Gather every line below that contains the word "engine" and copy each one in full.

# Given data start

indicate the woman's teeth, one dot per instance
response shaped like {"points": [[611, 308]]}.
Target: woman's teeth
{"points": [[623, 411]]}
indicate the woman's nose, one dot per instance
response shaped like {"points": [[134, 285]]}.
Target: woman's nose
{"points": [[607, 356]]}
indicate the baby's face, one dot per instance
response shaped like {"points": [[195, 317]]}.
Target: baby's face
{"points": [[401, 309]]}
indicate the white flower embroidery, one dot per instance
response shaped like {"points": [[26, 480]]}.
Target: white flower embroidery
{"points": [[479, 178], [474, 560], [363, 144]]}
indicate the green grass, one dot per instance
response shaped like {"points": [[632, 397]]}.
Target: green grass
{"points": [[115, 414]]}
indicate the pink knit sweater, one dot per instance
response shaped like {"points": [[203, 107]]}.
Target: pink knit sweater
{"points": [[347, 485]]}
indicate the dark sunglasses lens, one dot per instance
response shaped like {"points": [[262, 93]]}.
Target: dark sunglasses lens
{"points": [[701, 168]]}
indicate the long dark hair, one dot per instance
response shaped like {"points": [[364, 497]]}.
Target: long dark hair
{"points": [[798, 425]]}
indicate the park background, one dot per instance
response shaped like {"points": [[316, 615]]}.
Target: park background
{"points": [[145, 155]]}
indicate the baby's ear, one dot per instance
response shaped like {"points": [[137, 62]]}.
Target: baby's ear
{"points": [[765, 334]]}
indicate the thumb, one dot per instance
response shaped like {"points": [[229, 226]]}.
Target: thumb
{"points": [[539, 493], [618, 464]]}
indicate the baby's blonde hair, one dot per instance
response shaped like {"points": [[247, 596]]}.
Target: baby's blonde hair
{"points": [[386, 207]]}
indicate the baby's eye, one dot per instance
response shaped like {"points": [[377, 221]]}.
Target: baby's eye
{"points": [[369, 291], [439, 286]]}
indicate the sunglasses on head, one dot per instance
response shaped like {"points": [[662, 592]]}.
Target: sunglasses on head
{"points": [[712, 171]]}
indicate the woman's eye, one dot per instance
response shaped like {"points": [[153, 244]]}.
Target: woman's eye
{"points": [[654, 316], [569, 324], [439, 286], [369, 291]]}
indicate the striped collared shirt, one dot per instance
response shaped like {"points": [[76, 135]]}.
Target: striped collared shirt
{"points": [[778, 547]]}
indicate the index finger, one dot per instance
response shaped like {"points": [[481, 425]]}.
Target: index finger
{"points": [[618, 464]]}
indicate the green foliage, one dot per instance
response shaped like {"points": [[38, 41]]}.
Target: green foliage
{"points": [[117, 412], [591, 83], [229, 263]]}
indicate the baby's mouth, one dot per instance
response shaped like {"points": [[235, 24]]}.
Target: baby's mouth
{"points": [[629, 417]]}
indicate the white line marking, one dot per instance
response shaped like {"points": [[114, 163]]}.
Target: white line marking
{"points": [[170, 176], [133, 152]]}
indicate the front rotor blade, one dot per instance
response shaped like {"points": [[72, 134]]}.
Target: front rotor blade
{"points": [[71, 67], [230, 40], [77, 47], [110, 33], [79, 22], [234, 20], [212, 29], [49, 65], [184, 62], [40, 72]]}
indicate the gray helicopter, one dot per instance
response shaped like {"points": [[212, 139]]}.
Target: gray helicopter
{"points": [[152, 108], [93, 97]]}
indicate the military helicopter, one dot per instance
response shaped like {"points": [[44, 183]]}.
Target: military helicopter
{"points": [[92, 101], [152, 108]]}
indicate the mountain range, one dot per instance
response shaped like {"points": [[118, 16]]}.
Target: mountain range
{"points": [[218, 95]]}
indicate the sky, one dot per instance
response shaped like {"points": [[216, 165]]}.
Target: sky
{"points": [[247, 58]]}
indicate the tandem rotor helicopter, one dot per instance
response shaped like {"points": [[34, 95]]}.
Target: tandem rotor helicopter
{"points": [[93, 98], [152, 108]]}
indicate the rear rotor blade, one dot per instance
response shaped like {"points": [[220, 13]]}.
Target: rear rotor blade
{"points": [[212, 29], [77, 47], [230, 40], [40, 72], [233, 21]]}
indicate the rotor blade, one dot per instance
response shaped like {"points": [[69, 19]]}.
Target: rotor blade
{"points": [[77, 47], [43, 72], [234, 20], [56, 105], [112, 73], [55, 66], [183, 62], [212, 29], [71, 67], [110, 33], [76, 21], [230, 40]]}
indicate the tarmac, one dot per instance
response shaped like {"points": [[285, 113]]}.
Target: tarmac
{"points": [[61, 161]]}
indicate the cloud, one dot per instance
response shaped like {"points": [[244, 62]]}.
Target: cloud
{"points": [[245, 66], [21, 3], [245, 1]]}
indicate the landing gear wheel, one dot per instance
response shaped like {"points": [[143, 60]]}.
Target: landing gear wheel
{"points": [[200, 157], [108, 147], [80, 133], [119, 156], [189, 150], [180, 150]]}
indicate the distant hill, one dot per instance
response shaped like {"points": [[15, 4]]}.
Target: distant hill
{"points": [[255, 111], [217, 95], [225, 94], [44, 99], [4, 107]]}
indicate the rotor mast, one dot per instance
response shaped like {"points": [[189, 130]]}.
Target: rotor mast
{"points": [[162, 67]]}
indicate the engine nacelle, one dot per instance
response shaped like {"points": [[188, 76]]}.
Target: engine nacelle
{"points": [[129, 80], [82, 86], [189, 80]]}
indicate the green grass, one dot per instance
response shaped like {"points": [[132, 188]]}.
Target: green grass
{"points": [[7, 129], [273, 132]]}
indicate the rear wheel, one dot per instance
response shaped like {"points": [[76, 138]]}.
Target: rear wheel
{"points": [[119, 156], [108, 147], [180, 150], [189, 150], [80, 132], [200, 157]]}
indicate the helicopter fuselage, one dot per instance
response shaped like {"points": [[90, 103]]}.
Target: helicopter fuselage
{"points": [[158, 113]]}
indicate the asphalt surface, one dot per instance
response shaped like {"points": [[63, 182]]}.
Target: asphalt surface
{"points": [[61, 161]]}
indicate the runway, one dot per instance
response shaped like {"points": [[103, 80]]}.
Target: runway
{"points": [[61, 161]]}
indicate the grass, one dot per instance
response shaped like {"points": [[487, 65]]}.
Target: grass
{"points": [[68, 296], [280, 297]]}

# Given data end
# Given data start

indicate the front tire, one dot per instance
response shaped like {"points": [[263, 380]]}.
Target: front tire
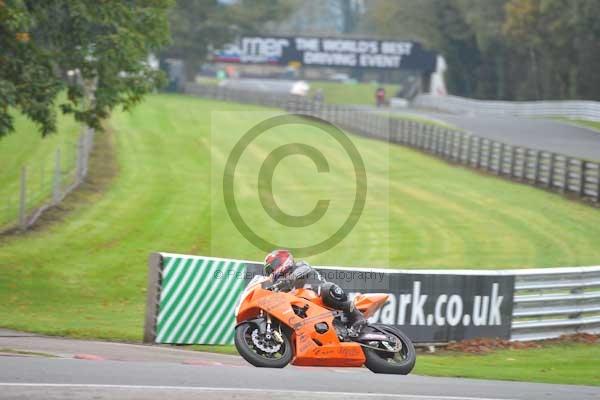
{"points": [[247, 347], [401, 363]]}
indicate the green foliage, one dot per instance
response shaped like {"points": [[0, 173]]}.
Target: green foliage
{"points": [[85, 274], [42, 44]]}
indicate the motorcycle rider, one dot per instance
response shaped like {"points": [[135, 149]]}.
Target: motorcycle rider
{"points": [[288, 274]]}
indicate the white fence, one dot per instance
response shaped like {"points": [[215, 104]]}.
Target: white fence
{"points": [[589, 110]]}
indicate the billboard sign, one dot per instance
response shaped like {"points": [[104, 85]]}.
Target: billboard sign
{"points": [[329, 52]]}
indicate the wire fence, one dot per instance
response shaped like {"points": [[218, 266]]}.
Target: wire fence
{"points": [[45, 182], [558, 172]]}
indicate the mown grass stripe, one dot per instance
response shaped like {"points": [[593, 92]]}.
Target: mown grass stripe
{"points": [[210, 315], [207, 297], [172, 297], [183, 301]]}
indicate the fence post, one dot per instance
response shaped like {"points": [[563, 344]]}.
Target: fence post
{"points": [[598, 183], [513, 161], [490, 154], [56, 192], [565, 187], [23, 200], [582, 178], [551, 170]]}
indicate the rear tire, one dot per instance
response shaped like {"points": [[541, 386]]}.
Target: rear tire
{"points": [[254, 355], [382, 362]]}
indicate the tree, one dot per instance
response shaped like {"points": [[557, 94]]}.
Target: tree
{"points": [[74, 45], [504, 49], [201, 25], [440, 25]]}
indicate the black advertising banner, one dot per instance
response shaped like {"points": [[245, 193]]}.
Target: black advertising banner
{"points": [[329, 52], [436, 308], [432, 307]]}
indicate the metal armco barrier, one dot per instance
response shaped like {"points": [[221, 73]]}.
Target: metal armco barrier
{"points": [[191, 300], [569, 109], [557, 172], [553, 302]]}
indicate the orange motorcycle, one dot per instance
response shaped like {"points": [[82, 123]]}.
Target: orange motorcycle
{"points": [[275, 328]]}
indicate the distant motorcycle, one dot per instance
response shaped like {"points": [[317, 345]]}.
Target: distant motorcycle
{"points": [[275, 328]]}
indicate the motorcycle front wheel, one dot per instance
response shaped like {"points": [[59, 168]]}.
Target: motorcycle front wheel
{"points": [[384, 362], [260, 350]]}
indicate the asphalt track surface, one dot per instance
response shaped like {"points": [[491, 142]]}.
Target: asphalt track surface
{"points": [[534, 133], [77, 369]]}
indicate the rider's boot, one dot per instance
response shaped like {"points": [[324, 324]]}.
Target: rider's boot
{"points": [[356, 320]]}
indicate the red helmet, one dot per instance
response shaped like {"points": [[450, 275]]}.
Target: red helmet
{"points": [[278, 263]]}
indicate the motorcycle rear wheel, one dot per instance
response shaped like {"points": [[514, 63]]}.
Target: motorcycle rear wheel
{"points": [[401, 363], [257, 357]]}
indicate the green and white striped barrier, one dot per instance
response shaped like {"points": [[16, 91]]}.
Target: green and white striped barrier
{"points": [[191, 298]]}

# Given data end

Complete output =>
indicate the engine nacelle, one dot per instance
Target: engine nacelle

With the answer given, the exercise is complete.